Part of a data file
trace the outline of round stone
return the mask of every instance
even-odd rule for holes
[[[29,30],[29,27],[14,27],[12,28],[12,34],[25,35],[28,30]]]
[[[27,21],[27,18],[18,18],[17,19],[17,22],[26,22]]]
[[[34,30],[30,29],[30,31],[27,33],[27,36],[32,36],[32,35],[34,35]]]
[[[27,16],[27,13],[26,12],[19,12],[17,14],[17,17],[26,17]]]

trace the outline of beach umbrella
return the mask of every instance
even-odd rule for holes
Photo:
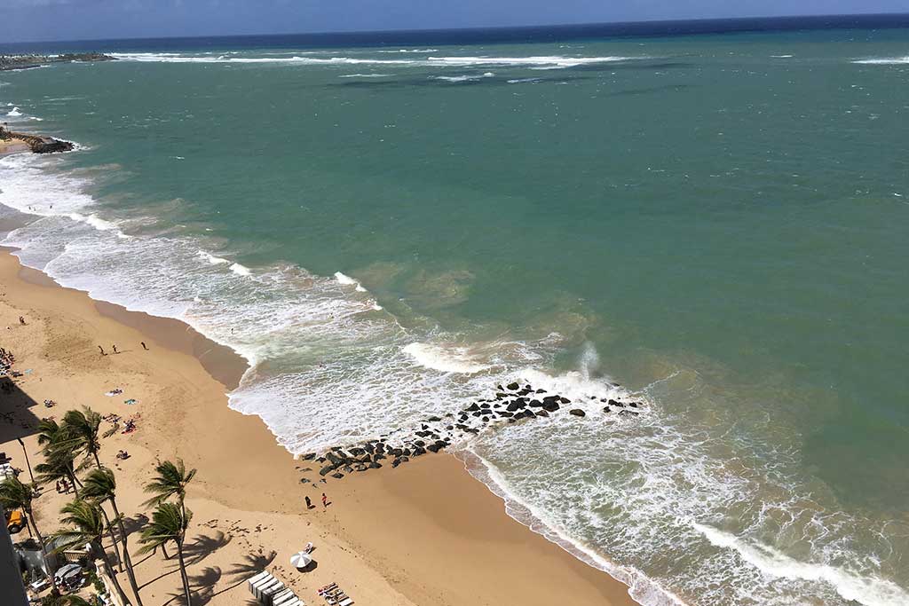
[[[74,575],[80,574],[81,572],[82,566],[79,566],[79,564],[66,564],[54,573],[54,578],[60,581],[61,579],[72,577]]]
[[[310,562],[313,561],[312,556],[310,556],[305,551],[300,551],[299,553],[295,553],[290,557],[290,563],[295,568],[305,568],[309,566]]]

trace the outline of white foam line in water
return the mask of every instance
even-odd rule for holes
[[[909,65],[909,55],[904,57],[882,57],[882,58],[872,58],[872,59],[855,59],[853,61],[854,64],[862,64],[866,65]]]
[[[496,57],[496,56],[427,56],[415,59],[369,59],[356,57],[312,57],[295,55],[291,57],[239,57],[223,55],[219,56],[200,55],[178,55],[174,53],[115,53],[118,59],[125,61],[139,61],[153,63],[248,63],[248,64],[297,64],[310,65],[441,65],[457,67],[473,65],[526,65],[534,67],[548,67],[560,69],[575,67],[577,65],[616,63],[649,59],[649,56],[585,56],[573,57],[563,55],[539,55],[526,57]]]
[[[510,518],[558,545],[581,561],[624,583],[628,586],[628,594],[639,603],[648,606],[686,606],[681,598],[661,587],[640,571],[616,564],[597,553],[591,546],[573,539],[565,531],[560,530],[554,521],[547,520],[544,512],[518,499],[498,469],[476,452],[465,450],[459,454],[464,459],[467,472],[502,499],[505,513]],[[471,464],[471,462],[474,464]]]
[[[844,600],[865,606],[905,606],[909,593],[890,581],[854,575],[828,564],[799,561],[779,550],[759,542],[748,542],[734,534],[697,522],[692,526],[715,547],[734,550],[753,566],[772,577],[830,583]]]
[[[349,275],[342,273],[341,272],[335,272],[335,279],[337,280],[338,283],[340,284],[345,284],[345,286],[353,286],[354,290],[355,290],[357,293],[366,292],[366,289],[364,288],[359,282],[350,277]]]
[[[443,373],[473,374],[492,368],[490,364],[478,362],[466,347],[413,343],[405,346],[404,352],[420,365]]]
...
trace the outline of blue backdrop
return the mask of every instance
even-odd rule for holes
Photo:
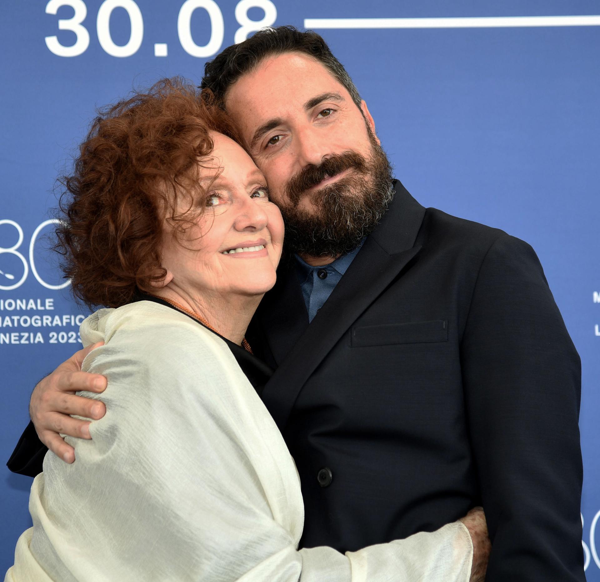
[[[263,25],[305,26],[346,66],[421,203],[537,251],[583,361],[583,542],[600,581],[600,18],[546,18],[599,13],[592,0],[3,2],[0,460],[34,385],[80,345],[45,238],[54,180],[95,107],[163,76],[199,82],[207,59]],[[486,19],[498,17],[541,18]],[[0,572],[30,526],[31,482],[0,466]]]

## What to work on
Copy the lines from the one with "trace the outline of round stone" to the one with "[[[27,16],[27,13],[26,12],[19,12],[17,14],[17,17],[26,17]]]", inclusive, without changing anything.

## Written response
trace the outline of round stone
return the mask of every instance
even-odd rule for holes
[[[29,30],[29,27],[14,27],[12,28],[12,34],[25,35],[28,30]]]
[[[27,21],[27,18],[18,18],[17,19],[17,22],[26,22]]]
[[[34,30],[30,29],[30,31],[27,33],[27,36],[32,36],[32,35],[34,35]]]
[[[27,16],[27,13],[26,12],[19,12],[17,14],[17,17],[26,17]]]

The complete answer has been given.